• EXCERPTED RECORDS:

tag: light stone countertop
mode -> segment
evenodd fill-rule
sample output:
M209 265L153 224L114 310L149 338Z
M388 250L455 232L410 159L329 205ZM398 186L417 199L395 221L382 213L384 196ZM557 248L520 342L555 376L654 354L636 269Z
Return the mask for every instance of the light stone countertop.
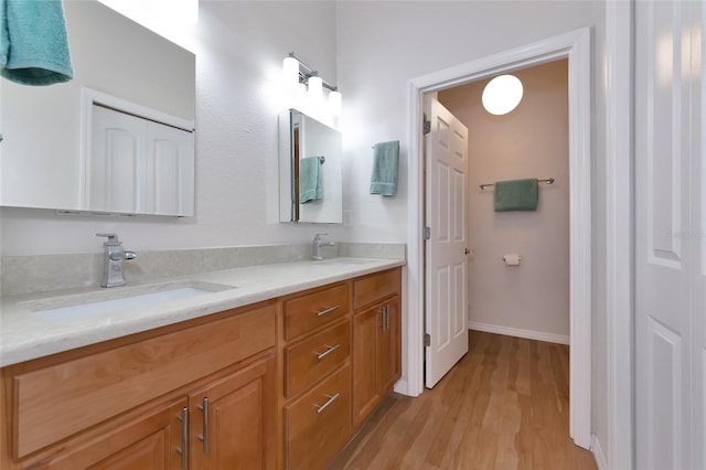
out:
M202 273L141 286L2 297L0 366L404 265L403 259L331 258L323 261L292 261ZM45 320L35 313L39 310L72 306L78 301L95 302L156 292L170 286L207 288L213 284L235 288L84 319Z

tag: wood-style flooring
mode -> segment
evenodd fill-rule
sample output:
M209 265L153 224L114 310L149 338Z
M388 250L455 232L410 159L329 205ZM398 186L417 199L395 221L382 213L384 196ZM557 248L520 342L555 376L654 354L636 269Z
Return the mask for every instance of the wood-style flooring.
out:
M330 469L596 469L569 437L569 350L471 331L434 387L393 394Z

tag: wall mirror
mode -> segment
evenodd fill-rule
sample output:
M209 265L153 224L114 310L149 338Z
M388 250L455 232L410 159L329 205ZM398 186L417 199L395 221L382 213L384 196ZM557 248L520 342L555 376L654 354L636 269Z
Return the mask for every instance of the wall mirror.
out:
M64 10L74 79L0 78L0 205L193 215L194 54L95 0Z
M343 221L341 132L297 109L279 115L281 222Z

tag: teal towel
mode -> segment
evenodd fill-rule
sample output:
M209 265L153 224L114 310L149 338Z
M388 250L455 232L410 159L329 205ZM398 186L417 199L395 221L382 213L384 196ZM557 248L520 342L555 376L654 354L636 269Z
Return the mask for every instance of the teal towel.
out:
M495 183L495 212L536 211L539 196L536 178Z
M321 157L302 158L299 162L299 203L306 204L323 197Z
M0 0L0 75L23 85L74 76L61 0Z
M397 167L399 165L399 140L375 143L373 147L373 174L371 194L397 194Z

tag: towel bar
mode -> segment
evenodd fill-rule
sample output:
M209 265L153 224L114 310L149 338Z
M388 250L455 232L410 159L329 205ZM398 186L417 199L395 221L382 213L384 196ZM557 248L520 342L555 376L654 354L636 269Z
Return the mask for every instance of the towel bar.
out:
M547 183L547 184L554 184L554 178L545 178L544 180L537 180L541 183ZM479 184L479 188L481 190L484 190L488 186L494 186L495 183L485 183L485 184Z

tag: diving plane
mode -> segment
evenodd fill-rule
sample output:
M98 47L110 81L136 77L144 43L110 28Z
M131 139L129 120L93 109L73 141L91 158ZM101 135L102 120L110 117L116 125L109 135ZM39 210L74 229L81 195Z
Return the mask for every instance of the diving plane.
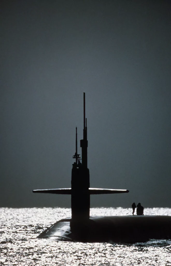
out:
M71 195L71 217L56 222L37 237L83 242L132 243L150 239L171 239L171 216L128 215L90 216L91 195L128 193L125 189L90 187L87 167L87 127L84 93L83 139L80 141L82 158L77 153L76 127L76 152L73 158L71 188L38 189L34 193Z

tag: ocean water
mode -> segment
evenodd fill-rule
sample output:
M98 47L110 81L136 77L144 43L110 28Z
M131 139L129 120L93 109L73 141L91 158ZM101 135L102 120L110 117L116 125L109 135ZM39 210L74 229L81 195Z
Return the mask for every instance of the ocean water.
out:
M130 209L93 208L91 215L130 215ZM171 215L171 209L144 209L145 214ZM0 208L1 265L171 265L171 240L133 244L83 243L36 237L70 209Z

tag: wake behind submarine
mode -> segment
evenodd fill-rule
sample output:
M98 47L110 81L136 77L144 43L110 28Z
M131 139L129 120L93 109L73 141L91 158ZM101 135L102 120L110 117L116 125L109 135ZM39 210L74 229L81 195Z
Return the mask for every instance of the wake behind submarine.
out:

• PROMPT: Copy out the listing above line for line, leaving out the pictures.

• ANSWER TO THIS EXERCISE:
tag: light stone countertop
mode -> segment
evenodd fill-rule
sample output:
M209 265L153 224L114 310L149 338Z
M388 250L455 232L410 159L329 205ZM398 186L417 199L395 221L382 213L384 196ZM557 248L520 342L555 376L654 354L636 269Z
Return the mask for every instance of the light stone countertop.
out:
M202 273L141 286L2 297L0 366L404 265L403 259L331 258L323 261L292 261ZM45 320L35 313L39 310L72 306L78 301L95 302L156 292L170 286L207 288L213 284L235 288L84 319Z

tag: wood-style flooring
mode -> segment
evenodd fill-rule
sample output:
M209 265L153 224L114 310L149 338Z
M388 250L455 232L410 159L329 205ZM398 186L417 199L395 221L382 213L384 196ZM557 248L520 342L555 376L654 354L636 269Z
Return the mask for every instance of the wood-style flooring.
out:
M330 469L596 469L569 437L569 350L471 331L434 387L393 394Z

tag: wall mirror
mode -> segment
evenodd fill-rule
sample output:
M209 265L153 224L114 310L149 338Z
M388 250L455 232L410 159L329 205ZM398 186L417 199L395 221L382 213L384 196ZM557 248L520 342L555 376L654 354L636 269Z
Return the mask for every instance of the wall mirror.
out:
M64 10L74 79L0 78L0 205L193 215L194 54L95 0Z
M343 221L341 132L297 109L279 115L281 222Z

tag: teal towel
mode -> segment
evenodd fill-rule
sample output:
M209 265L153 224L114 310L149 338Z
M388 250L455 232L410 159L329 205ZM398 186L417 199L395 221L382 213L384 196ZM557 248L520 342L555 376L654 354L636 269Z
Return the mask for every instance of the teal towel.
out:
M495 183L495 212L536 211L539 196L536 178Z
M321 157L302 158L299 162L299 203L306 204L323 197Z
M0 0L0 75L23 85L74 76L61 0Z
M397 167L399 165L399 140L375 143L373 147L373 174L371 194L397 194Z

tag: towel bar
mode -> segment
evenodd fill-rule
sample output:
M209 265L153 224L114 310L149 338Z
M388 250L455 232L410 159L329 205ZM398 186L417 199L395 221L382 213L384 196ZM557 248L520 342L555 376L654 354L636 269Z
Return the mask for every instance of the towel bar.
out:
M547 183L547 184L554 184L554 178L545 178L544 180L537 180L541 183ZM479 184L479 188L481 190L484 190L488 186L494 186L495 183L485 183L485 184Z

tag: diving plane
mode -> segment
evenodd fill-rule
sample output:
M98 47L110 81L136 77L144 43L110 28Z
M131 139L129 120L93 109L73 141L91 158ZM101 135L102 120L110 117L116 125L109 135ZM39 210L74 229L81 195Z
Return the mask for every instance of the diving plane.
out:
M71 195L71 217L56 222L37 237L83 242L132 243L150 239L171 239L171 216L128 215L90 216L91 195L128 193L125 189L90 187L87 167L87 127L84 93L83 139L80 141L82 158L77 153L76 127L76 152L73 158L71 188L38 189L34 193Z

tag: ocean water
mode -> segment
evenodd fill-rule
sample output:
M98 47L110 81L136 77L144 43L110 28Z
M131 139L129 120L93 109L73 141L91 158ZM101 135L102 120L110 117L116 125L109 135ZM39 210L74 229L81 195Z
Return the mask for every instance of the ocean water.
out:
M130 209L93 208L91 215L130 215ZM171 215L171 209L144 209L145 214ZM0 208L1 265L171 265L171 240L133 244L83 243L36 237L70 209Z

tag: wake behind submarine
mode -> segment
evenodd fill-rule
sample output:
M98 47L110 81L136 77L144 43L110 28Z
M131 139L129 120L93 109L73 141L91 158ZM101 135L102 120L110 117L116 125L109 135ZM39 210L74 229L81 195Z
Return the mask for every instance of the wake behind submarine.
out:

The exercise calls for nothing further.